SHORT TASK:
Rewrite the part of the Lyα haloes abstract that starts at the words "In TXS 0828+193, a" and ends after "at z ∼ 2.5.", putting "growing" in place of "expanding".

SOURCE EXTRACT:
'''

Ionization and feedback in Lyα haloes around two radio galaxies at z ~ 2.5

S. G. Morais, A. Humphrey, M. Villar-Martín, P. Lagos, M. M. Moyano, R. Overzier, S. Di Serego Alighieri, J. Vernet, C. A. C Fernandes

We present new spectroscopic observations of two high-redshift radio galaxies, TXS 0211−122
(z = 2.34) and TXS 0828+193 (z = 2.57), known to be associated with large Lyα haloes. The
observations were taken with the slits placed perpendicularly to the radio axis. With access to
pre-existing Keck II observations taken with the slit placed along the radio axis, we are able to
compare the properties of the gas in different regions of the galaxies. In both objects, we detect
spatially extended Lyα emission perpendicularly to the radio axis. In TXS 0211−122, the flux
and velocity profiles of Lyα are strongly affected by H I absorption/scattering. In line with
previous studies, we find evidence for outflowing gas along the radio axis which may be the
result of jet–gas interactions. In the slit oriented perpendicularly to the radio axis we find less
perturbed gas kinematics, suggesting outflows of ionized gas in this object are focused along
the radio jet axis. Additionally, we find evidence for a giant, UV-emitting arc or shell-like
structure surrounding the radio galaxy Lyα halo, possibly resulting from feedback activity.
In TXS 0828+193, a large Lyα halo (∼56 kpc) is detected perpendicularly to the radio axis.
Along both slit position angles we find evidence for outflowing gas, which we argue is part of
an approximately spherical, expanding shell or bubble of gas powered by feedback activity in
the central regions of the galaxy. Our results suggest a diversity in the spatial distribution of
ionized outflows in powerful radio galaxies at z ∼ 2.5.

galaxies: active – galaxies: high-redshift – galaxies: individual: TXS 0211-122 – galaxies: individual: TXS 0828+193.

Monthly Notices of the Royal Astronomical Society
Volume 465, Page 2698
November 2016

DOI: 10.1093/mnras/stw2926
ADS Bibliographic code: 2017MNRAS.465.2698M

'''

ENTRIES SHOWN:
'''

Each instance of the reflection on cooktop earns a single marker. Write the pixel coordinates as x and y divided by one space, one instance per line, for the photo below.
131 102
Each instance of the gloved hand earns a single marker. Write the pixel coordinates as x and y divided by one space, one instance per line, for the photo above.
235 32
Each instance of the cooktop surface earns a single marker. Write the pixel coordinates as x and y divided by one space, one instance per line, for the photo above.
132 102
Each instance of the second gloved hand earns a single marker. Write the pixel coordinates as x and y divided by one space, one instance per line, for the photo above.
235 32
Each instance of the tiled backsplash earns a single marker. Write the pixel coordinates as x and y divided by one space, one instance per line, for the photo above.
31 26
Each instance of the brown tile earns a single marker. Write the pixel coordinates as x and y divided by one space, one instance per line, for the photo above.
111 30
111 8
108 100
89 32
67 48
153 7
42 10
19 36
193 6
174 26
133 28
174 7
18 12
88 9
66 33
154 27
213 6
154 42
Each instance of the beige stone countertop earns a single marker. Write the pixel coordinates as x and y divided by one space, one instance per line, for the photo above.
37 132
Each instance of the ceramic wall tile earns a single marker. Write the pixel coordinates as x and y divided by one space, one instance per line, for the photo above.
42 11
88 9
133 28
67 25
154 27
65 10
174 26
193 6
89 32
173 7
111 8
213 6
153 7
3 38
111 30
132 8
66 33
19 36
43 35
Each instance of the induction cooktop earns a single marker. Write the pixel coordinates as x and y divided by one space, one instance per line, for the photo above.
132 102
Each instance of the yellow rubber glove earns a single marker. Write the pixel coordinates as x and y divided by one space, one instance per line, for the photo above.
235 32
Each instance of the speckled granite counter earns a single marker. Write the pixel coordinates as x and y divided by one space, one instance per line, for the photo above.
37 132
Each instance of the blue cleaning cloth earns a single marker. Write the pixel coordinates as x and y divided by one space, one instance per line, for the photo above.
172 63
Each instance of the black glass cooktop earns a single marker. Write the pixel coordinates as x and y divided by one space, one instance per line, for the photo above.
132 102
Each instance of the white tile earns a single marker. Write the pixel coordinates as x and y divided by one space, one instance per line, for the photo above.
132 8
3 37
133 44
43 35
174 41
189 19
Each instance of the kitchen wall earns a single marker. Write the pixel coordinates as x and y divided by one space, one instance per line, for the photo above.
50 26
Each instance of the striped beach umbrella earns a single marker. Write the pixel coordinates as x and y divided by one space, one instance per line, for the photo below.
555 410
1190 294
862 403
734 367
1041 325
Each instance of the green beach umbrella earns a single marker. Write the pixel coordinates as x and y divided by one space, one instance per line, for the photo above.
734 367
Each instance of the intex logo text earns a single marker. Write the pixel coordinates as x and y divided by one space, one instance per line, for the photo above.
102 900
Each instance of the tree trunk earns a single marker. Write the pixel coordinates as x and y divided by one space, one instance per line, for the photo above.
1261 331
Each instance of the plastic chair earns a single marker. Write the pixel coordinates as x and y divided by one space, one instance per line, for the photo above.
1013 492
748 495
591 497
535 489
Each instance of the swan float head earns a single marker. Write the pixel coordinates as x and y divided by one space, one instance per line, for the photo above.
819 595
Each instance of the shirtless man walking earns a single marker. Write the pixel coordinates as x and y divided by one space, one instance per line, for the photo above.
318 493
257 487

'''

EXPECTED ANSWER:
In TXS 0828+193, a large Lyα halo (∼56 kpc) is detected perpendicularly to the radio axis.
Along both slit position angles we find evidence for outflowing gas, which we argue is part of
an approximately spherical, growing shell or bubble of gas powered by feedback activity in
the central regions of the galaxy. Our results suggest a diversity in the spatial distribution of
ionized outflows in powerful radio galaxies at z ∼ 2.5.